▸ **Given exercise 1**:
Turn the part of the listing that runs from the line with "query (the noun phrase to segment): mist" to the end of the listing into a numbered list, leaving out blank lines.

Rural people also have electricity last time I checked. Charging stations are everywhere.. Hell go watch hoovies garage on youtube, he lives in the middle of rural kansas, owned a used tesla for 6 months before he got bored with how reliable it was

Quoted from jawjaw:

those that need to cover a lot of miles every day

Tesla has what, 250 mile range? latest quick charge is 10-15 minutes? How many miles are we talking?

Quoted from jawjaw:

Costs will always be a factor as well as well. Few will be able to buy new and doubt there will be much market for old, high mileage electric cars. Right now you can go buy a $5000 used Toyota Corolla or something like that and still drive it for many miles

And even an old corolla is going to need gas and oil changes. You can also buy a used nissan leaf for $5-$7k. The difference in price could easily be justified just in fuel and oil changes alone

Quoted from jawjaw:

I'm sure plenty of people that watched the moon landing and then the space shuttle launches thought we would all be flying in rockets ships and living on Mars by now. In 50-100 years, who knows but doubt much will change in my lifetime

Ok now you're comparing space flight to cars? Flying is a little more difficult than innovating a car. Even if we had working "space ships", there's still the very strict FAA regulations you have to comply with (and for the average citizen). I don't know what they were dreaming of back then.

#2724 4 years ago
Quoted from MrBally:

Because some of the people on this thread are scientists and engineers.

▸ **Dataset records**:
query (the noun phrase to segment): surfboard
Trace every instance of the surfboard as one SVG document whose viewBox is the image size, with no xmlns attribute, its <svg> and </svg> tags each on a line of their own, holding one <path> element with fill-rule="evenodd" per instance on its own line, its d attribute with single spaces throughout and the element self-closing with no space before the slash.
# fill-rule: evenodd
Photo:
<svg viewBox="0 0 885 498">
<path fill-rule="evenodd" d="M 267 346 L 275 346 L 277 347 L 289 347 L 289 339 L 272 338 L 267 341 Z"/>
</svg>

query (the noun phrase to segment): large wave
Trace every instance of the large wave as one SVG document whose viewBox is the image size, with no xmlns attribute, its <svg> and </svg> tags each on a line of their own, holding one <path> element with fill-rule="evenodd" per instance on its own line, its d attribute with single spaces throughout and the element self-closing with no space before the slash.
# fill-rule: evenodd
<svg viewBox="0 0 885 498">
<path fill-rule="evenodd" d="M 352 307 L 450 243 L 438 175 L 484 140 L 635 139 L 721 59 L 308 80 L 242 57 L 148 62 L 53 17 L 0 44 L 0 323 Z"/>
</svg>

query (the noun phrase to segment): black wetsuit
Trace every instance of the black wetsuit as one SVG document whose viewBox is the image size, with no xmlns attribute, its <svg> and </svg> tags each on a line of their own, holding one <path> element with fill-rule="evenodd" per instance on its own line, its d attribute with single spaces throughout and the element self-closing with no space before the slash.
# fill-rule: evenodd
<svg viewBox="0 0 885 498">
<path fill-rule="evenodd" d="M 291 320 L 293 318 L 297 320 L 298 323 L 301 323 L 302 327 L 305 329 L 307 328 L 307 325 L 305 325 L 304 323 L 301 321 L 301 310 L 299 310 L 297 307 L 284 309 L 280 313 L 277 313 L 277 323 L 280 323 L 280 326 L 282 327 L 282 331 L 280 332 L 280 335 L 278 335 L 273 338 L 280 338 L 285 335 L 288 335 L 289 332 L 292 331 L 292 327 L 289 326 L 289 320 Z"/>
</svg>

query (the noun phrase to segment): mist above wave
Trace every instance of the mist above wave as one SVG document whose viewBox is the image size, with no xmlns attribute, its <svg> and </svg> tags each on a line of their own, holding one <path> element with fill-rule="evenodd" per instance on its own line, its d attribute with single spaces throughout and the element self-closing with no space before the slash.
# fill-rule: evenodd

▸ **Given exercise 2**:
Name every car brand that comes up in the forum thread about electric cars.

▸ **Final answer 1**:
1. query (the noun phrase to segment): mist above wave
2. Trace every instance of the mist above wave as one SVG document whose viewBox is the image size, with no xmlns attribute, its <svg> and </svg> tags each on a line of their own, holding one <path> element with fill-rule="evenodd" per instance on its own line, its d attribute with single spaces throughout and the element self-closing with no space before the slash.
3. # fill-rule: evenodd

▸ **Final answer 2**:
Tesla, Toyota, Nissan